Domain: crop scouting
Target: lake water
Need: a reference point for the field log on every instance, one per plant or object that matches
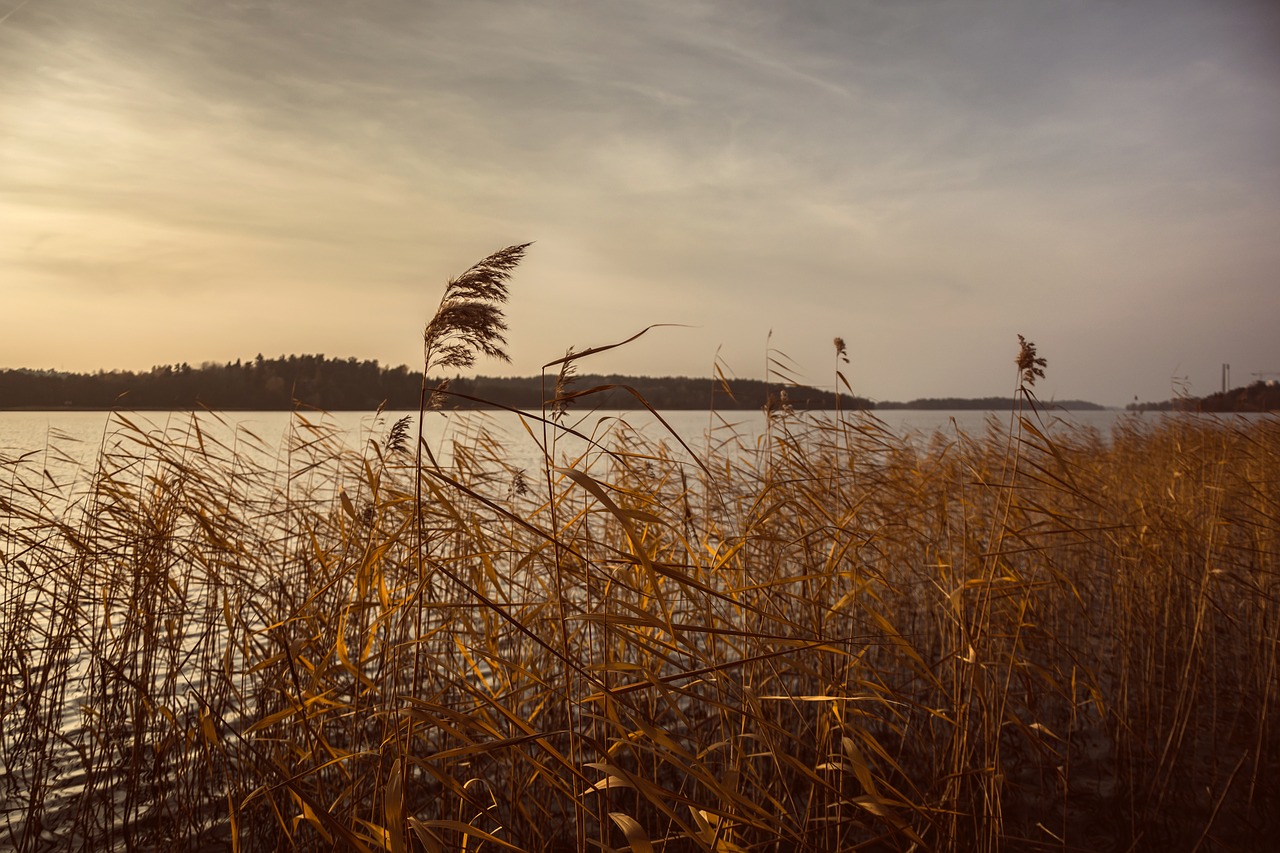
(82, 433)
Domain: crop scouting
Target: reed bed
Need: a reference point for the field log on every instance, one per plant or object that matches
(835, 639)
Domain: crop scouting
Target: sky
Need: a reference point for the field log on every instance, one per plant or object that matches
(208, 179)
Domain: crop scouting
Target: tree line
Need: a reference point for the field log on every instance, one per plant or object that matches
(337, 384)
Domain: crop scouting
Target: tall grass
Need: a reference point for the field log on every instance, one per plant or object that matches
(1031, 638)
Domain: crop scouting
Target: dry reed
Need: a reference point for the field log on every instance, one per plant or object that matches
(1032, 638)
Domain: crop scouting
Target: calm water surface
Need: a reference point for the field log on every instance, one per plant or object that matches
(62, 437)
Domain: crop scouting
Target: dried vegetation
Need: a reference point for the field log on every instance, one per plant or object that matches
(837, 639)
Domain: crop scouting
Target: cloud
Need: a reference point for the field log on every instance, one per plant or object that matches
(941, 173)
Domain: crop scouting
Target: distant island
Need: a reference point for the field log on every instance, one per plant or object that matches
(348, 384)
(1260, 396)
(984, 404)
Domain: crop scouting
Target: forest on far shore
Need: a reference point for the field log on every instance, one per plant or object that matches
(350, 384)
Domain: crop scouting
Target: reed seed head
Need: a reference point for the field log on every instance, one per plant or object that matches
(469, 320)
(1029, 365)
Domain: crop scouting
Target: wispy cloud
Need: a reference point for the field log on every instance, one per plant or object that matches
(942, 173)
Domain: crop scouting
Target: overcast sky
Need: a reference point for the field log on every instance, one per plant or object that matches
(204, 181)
* * *
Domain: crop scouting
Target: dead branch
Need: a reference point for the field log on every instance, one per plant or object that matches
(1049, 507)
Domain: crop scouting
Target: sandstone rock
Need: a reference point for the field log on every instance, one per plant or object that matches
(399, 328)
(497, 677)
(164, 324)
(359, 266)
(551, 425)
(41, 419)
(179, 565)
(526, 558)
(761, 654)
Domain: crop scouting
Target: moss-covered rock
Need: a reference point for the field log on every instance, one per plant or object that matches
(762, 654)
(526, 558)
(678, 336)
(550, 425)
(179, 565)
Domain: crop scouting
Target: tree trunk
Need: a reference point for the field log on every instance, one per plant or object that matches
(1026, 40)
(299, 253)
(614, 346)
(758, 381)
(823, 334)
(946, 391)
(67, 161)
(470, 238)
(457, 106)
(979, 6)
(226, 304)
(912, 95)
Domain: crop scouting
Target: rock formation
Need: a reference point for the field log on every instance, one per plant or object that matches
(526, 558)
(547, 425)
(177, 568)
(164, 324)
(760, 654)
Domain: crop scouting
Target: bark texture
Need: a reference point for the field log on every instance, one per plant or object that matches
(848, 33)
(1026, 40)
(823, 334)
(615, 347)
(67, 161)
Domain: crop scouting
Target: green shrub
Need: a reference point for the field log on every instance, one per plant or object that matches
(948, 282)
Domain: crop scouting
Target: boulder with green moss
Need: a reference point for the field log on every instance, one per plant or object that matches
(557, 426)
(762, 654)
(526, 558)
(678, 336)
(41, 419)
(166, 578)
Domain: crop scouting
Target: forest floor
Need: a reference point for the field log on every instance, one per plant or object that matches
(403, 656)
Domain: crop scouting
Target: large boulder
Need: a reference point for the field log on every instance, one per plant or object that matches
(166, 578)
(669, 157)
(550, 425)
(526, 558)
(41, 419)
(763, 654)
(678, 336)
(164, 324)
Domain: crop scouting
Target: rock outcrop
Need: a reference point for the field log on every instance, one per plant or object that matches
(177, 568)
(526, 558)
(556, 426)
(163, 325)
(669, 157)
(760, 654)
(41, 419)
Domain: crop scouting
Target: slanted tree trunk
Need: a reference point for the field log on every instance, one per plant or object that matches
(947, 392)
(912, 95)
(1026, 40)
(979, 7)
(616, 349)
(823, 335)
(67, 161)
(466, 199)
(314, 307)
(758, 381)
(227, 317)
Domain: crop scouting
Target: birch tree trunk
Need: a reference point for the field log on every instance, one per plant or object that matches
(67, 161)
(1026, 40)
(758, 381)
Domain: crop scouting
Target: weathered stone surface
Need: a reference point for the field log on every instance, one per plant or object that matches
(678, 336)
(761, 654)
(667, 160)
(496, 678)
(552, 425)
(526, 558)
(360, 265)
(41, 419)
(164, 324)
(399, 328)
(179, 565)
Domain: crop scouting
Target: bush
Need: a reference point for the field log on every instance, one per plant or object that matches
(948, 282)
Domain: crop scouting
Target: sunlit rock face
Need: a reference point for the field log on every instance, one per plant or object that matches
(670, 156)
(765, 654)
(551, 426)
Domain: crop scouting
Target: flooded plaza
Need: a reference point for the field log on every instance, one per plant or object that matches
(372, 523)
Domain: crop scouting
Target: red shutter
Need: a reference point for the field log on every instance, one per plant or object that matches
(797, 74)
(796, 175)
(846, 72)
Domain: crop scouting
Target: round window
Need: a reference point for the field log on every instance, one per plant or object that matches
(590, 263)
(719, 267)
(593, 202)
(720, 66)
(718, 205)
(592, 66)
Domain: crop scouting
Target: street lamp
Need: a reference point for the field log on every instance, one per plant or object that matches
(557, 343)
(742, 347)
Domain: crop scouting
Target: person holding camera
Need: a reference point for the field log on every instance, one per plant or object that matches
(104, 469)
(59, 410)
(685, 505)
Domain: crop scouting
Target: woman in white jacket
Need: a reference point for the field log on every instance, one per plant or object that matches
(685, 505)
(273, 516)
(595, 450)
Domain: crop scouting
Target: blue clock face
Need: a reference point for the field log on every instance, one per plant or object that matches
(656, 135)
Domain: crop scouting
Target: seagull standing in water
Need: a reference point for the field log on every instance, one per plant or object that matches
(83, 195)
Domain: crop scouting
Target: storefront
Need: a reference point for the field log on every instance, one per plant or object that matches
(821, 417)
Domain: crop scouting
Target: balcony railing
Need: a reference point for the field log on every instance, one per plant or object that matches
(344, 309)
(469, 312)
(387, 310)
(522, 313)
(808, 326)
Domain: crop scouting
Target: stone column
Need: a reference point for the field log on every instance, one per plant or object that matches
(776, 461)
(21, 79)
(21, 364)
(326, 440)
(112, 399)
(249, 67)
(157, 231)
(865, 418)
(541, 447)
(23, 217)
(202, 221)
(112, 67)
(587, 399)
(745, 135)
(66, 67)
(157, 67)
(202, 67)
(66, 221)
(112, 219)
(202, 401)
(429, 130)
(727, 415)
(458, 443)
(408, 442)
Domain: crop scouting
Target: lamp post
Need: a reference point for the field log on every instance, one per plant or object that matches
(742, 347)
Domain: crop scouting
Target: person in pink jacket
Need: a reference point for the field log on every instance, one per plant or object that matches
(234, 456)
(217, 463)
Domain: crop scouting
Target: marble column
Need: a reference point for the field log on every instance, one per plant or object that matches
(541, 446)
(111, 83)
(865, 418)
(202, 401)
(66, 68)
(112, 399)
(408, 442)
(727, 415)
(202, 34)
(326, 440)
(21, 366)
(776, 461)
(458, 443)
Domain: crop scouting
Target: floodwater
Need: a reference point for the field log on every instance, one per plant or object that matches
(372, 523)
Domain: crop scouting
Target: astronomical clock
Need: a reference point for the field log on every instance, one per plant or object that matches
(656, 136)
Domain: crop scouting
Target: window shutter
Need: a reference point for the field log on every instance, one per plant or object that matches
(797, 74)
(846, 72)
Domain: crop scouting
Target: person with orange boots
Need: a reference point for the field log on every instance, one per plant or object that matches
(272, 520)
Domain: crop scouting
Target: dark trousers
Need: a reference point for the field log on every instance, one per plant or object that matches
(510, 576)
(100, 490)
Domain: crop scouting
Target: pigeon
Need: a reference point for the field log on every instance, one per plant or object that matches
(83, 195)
* * *
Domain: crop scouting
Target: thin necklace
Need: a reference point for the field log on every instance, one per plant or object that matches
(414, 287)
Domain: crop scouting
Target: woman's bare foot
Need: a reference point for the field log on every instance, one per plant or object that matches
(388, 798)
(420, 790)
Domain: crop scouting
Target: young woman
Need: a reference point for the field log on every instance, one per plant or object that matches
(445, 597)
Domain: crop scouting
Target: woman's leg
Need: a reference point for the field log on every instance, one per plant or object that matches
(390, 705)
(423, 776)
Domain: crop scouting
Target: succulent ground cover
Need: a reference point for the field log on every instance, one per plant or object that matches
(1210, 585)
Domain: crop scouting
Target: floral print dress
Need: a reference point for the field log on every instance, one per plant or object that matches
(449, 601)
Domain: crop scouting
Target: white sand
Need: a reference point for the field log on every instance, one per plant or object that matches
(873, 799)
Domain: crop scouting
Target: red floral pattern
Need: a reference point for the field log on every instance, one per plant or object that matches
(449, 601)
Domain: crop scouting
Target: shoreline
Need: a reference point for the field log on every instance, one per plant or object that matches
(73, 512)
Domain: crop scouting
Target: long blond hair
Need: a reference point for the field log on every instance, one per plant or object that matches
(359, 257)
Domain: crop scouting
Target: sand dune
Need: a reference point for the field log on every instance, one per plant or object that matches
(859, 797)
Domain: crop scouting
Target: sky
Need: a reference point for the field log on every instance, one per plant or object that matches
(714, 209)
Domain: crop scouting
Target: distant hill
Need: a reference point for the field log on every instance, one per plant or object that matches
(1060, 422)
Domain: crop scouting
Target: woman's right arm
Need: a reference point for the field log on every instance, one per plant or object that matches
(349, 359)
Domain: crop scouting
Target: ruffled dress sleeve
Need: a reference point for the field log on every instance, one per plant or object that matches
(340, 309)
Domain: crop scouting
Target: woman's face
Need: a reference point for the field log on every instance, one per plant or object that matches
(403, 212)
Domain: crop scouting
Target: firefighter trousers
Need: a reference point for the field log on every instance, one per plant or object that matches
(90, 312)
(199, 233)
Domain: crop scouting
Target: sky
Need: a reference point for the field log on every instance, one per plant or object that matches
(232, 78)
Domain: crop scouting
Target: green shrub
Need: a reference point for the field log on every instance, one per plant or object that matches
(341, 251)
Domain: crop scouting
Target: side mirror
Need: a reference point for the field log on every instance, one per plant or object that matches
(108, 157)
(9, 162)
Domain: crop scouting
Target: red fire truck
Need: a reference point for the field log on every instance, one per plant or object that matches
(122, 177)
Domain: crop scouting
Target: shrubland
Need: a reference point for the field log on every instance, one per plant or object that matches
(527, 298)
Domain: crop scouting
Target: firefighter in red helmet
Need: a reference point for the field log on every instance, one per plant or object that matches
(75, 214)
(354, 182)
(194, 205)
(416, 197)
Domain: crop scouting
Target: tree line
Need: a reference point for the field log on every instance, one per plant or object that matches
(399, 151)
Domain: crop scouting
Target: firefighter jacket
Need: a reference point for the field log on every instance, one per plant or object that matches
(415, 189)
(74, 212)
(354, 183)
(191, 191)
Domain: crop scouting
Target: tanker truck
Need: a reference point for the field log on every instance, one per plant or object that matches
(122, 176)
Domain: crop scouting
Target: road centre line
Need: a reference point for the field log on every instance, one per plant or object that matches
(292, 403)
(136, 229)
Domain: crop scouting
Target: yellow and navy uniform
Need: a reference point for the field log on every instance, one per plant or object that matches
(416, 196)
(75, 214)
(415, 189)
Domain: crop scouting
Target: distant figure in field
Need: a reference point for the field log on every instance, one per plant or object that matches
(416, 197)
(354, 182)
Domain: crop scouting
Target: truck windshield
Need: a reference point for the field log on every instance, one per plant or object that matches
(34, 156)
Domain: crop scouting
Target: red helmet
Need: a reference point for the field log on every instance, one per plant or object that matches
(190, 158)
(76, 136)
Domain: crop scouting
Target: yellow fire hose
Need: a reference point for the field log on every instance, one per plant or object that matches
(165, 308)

- _EXERCISE DETAILS_
Pick out each line of the rows above that contains the string "moss".

- _ANSWER IN FULL_
Target: moss-covered rock
Target: boulder with green moss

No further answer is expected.